> [Exercise goal]
Render the lines below as a two-column CSV with the columns "request" and "answer", one row for each request. Put each request's text and its answer in one quoted field apiece, with line breaks turned into spaces.

Box-labeled dataset extracts
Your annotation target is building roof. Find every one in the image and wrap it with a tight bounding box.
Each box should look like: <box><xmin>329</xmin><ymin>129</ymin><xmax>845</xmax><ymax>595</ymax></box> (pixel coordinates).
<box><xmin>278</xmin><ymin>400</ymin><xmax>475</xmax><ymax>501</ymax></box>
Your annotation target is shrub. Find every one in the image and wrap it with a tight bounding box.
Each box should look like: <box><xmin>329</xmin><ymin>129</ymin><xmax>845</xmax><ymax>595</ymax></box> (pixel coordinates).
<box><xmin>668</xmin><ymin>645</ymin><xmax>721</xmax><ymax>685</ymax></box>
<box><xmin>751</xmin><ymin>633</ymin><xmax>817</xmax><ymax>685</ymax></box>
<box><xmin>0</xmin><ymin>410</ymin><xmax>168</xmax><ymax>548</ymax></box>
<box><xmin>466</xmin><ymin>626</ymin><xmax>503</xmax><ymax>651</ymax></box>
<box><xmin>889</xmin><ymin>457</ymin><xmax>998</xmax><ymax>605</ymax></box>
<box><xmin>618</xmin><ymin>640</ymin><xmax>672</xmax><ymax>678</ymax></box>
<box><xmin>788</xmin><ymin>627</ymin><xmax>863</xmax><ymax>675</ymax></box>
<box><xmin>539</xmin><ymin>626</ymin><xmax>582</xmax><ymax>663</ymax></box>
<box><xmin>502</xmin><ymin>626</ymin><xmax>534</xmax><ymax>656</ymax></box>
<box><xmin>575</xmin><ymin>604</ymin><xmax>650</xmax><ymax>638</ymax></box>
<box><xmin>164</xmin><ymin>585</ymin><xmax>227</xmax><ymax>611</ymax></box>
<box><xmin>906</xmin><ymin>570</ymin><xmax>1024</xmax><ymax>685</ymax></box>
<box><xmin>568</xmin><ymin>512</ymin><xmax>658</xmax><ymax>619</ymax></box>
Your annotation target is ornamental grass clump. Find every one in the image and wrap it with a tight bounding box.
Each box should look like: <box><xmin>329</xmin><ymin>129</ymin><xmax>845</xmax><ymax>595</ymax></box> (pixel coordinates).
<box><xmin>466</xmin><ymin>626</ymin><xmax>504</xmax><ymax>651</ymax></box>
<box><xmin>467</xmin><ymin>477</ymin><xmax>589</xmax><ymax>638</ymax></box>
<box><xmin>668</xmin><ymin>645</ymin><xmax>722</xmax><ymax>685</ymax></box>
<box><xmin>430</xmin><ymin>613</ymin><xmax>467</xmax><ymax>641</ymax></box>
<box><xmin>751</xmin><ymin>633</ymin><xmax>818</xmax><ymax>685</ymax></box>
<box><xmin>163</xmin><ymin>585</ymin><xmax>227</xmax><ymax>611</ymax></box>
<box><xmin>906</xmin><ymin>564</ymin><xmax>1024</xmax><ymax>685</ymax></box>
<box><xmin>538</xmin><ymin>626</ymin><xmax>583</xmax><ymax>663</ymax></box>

> [Task response]
request,answer
"Your annotation target is building roof. Find every one in the image and wrap it with a tight bounding box. Each box should look like: <box><xmin>329</xmin><ymin>129</ymin><xmax>845</xmax><ymax>595</ymax></box> (pixel coordinates).","<box><xmin>278</xmin><ymin>400</ymin><xmax>475</xmax><ymax>501</ymax></box>"
"Your annotation target is shrub. Find every one in the image and wrap it with a tight bounding box. Each box should look like: <box><xmin>329</xmin><ymin>129</ymin><xmax>845</xmax><ymax>595</ymax></box> (pixel coordinates).","<box><xmin>668</xmin><ymin>645</ymin><xmax>721</xmax><ymax>685</ymax></box> <box><xmin>751</xmin><ymin>633</ymin><xmax>817</xmax><ymax>685</ymax></box> <box><xmin>0</xmin><ymin>410</ymin><xmax>168</xmax><ymax>548</ymax></box> <box><xmin>466</xmin><ymin>626</ymin><xmax>503</xmax><ymax>651</ymax></box> <box><xmin>889</xmin><ymin>457</ymin><xmax>998</xmax><ymax>605</ymax></box> <box><xmin>618</xmin><ymin>640</ymin><xmax>672</xmax><ymax>678</ymax></box> <box><xmin>788</xmin><ymin>627</ymin><xmax>863</xmax><ymax>675</ymax></box> <box><xmin>539</xmin><ymin>626</ymin><xmax>582</xmax><ymax>663</ymax></box> <box><xmin>502</xmin><ymin>626</ymin><xmax>534</xmax><ymax>656</ymax></box> <box><xmin>575</xmin><ymin>604</ymin><xmax>650</xmax><ymax>638</ymax></box> <box><xmin>164</xmin><ymin>585</ymin><xmax>227</xmax><ymax>611</ymax></box> <box><xmin>906</xmin><ymin>570</ymin><xmax>1024</xmax><ymax>685</ymax></box> <box><xmin>568</xmin><ymin>512</ymin><xmax>658</xmax><ymax>619</ymax></box>"
"Your annotation target is ornamental grass clump. Find every one in the image and wrap it with a tight bounding box. Each box should look like: <box><xmin>329</xmin><ymin>129</ymin><xmax>845</xmax><ymax>595</ymax></box> (pixel coordinates).","<box><xmin>466</xmin><ymin>626</ymin><xmax>504</xmax><ymax>651</ymax></box> <box><xmin>467</xmin><ymin>477</ymin><xmax>589</xmax><ymax>638</ymax></box> <box><xmin>668</xmin><ymin>645</ymin><xmax>722</xmax><ymax>685</ymax></box> <box><xmin>430</xmin><ymin>613</ymin><xmax>467</xmax><ymax>641</ymax></box> <box><xmin>751</xmin><ymin>633</ymin><xmax>818</xmax><ymax>685</ymax></box> <box><xmin>163</xmin><ymin>585</ymin><xmax>227</xmax><ymax>611</ymax></box> <box><xmin>906</xmin><ymin>564</ymin><xmax>1024</xmax><ymax>685</ymax></box> <box><xmin>538</xmin><ymin>626</ymin><xmax>583</xmax><ymax>663</ymax></box>"